== Task prompt ==
The data below must be returned in full and exactly.

== Given entries ==
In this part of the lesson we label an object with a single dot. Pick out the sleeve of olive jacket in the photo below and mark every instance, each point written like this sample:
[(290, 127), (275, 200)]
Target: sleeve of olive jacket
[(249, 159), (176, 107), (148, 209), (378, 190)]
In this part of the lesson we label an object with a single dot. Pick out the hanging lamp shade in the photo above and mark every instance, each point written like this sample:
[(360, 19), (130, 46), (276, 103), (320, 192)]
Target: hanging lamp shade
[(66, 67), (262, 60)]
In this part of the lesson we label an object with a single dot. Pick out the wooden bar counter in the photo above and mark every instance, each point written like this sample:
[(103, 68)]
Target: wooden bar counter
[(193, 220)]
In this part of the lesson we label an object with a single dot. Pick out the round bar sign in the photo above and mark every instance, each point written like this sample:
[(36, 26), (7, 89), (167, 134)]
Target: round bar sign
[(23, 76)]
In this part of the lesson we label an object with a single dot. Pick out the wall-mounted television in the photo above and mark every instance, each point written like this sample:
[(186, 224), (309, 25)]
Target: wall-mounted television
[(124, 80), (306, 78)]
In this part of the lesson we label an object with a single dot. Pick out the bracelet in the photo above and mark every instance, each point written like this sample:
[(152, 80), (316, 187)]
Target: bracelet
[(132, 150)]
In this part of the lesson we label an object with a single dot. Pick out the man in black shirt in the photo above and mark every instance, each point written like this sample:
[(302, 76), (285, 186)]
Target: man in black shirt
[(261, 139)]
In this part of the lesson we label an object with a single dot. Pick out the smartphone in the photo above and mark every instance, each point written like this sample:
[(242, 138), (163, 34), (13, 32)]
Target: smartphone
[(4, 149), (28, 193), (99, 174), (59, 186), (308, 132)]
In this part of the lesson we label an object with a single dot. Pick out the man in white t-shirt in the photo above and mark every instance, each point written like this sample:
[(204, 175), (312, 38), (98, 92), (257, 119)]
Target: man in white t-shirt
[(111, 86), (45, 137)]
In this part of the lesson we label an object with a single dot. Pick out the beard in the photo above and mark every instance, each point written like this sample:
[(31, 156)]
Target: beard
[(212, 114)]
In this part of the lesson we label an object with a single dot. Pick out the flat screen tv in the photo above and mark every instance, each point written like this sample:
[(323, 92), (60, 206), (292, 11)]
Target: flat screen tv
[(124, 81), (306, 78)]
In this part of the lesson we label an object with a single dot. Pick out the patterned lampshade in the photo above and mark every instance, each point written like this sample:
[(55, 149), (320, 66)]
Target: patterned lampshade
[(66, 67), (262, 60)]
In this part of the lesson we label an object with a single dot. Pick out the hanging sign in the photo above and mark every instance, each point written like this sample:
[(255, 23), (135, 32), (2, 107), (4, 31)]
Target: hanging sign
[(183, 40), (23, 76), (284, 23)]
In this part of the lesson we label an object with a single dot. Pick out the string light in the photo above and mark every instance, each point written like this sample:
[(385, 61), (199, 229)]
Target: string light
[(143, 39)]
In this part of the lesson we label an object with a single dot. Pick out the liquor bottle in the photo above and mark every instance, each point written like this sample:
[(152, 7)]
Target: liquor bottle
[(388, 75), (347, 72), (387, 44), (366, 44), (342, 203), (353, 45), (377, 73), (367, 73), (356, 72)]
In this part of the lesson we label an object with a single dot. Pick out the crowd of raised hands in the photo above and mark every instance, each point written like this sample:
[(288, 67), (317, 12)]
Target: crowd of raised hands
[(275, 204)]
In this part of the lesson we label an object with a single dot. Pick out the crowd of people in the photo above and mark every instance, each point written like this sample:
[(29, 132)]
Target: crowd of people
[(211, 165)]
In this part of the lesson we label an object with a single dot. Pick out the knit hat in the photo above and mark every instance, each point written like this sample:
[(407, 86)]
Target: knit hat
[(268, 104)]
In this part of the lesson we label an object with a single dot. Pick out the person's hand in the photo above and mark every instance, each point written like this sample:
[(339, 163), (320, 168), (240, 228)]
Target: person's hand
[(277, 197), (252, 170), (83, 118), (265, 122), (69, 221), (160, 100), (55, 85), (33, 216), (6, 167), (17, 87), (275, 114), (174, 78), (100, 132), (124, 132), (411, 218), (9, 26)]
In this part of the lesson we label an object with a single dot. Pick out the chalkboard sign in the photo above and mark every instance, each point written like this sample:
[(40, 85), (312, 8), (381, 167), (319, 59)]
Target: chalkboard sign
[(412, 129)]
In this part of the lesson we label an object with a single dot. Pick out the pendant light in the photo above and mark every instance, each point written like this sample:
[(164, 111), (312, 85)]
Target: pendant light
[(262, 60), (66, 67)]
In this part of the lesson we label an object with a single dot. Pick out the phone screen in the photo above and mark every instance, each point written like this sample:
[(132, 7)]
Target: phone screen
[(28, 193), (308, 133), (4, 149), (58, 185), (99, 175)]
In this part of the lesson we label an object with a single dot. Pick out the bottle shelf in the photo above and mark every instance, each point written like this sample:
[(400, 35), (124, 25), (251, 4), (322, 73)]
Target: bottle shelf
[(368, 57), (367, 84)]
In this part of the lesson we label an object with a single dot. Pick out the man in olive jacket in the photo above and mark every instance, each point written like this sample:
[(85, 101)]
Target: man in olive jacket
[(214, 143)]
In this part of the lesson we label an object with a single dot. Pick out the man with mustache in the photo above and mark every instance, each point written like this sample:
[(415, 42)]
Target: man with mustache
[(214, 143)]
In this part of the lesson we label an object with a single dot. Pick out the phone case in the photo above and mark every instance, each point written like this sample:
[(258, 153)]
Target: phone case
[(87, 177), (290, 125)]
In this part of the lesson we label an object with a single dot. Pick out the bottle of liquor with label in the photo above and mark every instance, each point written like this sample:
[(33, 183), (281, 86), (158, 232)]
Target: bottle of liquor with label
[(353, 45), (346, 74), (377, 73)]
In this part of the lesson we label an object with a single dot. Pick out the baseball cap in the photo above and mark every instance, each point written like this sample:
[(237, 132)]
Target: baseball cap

== Answer for this exercise ==
In this part of the lesson we label an object with a single dot. Pick out the sleeve of olive jacket in the photo below and mark every instance, each point written like this sample:
[(290, 127), (275, 200)]
Target: sleeve of olive jacket
[(249, 159), (176, 107), (148, 209), (378, 190)]
In this part of the lesson we label an object with a single dot. Pick out the hanging lamp shade in the photo above and mark every instance, each point written like this sample:
[(360, 19), (130, 46), (276, 103), (320, 192)]
Target: hanging lamp shade
[(66, 67), (262, 60)]
In this part of the lesson we label an object with a single dot. Pick out the wooden bar counter in the photo above and mark every instance, each point written like this sample:
[(103, 68)]
Target: wooden bar counter
[(193, 220)]
In this part of the lesson we label an object with a single dot. Pick out the round bar sign in the photo above and mark every instance, each point written like this sample:
[(36, 26), (7, 89), (167, 134)]
Target: round bar sign
[(23, 76)]
In this part of the lesson we label an object with a single dot. Pick out the wall-mounted television in the photo above and mark every instance, each point written like this sample:
[(186, 224), (309, 25)]
Target: wall-mounted television
[(124, 80), (306, 78)]
In this part of the lesson we label an object with a single dot. Pick out the bracelet in the photo above and mark every instance, each point written like this sample:
[(152, 80), (316, 187)]
Target: bracelet
[(132, 150)]
In this part of the lesson we label an object with a single dot. Pick out the man in black shirt in the photo above and mark every instance, each point written like this sample:
[(302, 76), (285, 186)]
Target: man in black shirt
[(261, 139)]
In this part of the lesson we label an object with a single dot. Pick out the smartphone in the photo above and mark every instance, each point written like this sample:
[(242, 138), (163, 34), (13, 32)]
Target: smartphone
[(4, 149), (28, 193), (99, 174), (59, 186), (308, 132)]
In this part of the lesson we label an object with a single dot. Pick out the man in white t-shirt in the photo above and mark every instance, each point written like this sample:
[(204, 175), (312, 38), (98, 92), (257, 119)]
Target: man in white t-shirt
[(111, 86), (45, 137)]
In this part of the lesson we label an object with a single dot. Pick out the beard in the photo above and mark every instance, each point written like this sample:
[(31, 156)]
Target: beard
[(212, 114)]
In this part of the lesson we label an object with a single dot. Pick out the flat screen tv in the photo above and mark every instance, each point written like this sample:
[(323, 92), (60, 206), (292, 11)]
Target: flat screen tv
[(124, 81), (306, 78)]
In this part of the lesson we label an object with a single dot. Pick out the patterned lampshade in the photo above and mark every instance, each point written like this sample:
[(55, 149), (320, 66)]
Target: patterned lampshade
[(66, 67), (262, 60)]
In this part of the lesson we label an object with a single dot. Pick out the hanging sign in the photo above and mark every instance, each point written like this sample:
[(255, 23), (135, 32), (2, 107), (4, 31)]
Target: hanging sign
[(183, 40), (23, 76), (284, 23)]
In this part of the lesson we label an object with a single dot. Pick out the string light in the photo above and mark every instance, each point written like this sample:
[(385, 61), (199, 229)]
Target: string light
[(143, 39)]
In this part of the lesson we label an object with a single dot. Pick out the liquor bottle in the photo above and mark every instance, each point written like this sample:
[(152, 7)]
Target: liquor bottle
[(388, 75), (347, 72), (387, 44), (366, 44), (342, 203), (353, 45), (377, 73), (367, 73), (356, 72)]
In this part of the lesson we label an object with a single dot. Pick out the crowd of raised hands in the photo above and mark every instance, each point written like this sample:
[(288, 67), (317, 12)]
Target: crowd of raised hands
[(275, 204)]
In this part of the lesson we label an object with a single dot. Pick out the crowd of people in the photo above and mark every instance, each point written like this sample:
[(29, 132)]
Target: crowd of people
[(211, 165)]
In this part of the lesson we label an object with a single dot. Pick out the knit hat in the photo above and mark every instance, each point written like this sample:
[(407, 86)]
Target: knit hat
[(268, 104)]
In this part of the lesson we label an object with a single dot. Pick out the person's hand in the photo above and mark every instance, each point written like this sample:
[(339, 163), (320, 168), (240, 228)]
Target: person's hand
[(277, 197), (252, 170), (83, 118), (265, 122), (69, 221), (160, 100), (55, 85), (33, 216), (6, 167), (17, 87), (275, 114), (174, 78), (100, 132), (124, 132), (411, 218), (9, 26)]
In this part of the lesson we label an object with a single dot. Pick out the chalkboard sign in the photo above and mark every instance, each point written like this sample:
[(40, 85), (312, 8), (381, 167), (319, 59)]
Target: chalkboard sign
[(412, 129)]
In this part of the lesson we label an object with a single dot. Pick out the pendant light in the photo above and mark every instance, each point written like this sample:
[(164, 111), (312, 85)]
Target: pendant light
[(262, 60), (66, 67)]
In this part of the lesson we label an object with a single dot. Pick out the phone screen in the photo above and mark every instance, each point written like this sample:
[(132, 7)]
Target: phone screen
[(28, 193), (308, 133), (4, 149), (58, 185), (99, 175)]
In this part of the lesson we label an object with a single dot. Pick out the bottle shelf in the photo above and mark every instance, each point written like this sample:
[(400, 35), (124, 25), (251, 4), (322, 73)]
Target: bottle shelf
[(368, 57), (367, 84)]
In this part of the lesson we label an object with a single dot. Pick out the man in olive jacket in the photo above and mark every instance, each point written like this sample:
[(85, 101)]
Target: man in olive jacket
[(214, 143)]
In this part of the lesson we label an object with a single dot. Pick out the man with mustache in the photo above and mark every instance, each point written like this sample:
[(415, 42)]
Target: man with mustache
[(214, 143)]
In this part of the lesson we label an object with a single dot. Pick out the phone case in the photo above and mark every instance, each point written like this sample:
[(258, 153)]
Target: phone case
[(87, 177), (290, 125)]
In this part of the lesson we label an object with a single dot. Pick out the bottle of liquor with label in the photo above and mark every instance, each point written like this sample:
[(33, 183), (281, 86), (158, 232)]
Target: bottle of liquor with label
[(353, 45), (346, 74), (377, 73)]
In this part of the lesson we label an object with a single dot. Pick out the baseball cap in the photo above and mark every instance, each point written like this sample:
[(237, 132)]
Target: baseball cap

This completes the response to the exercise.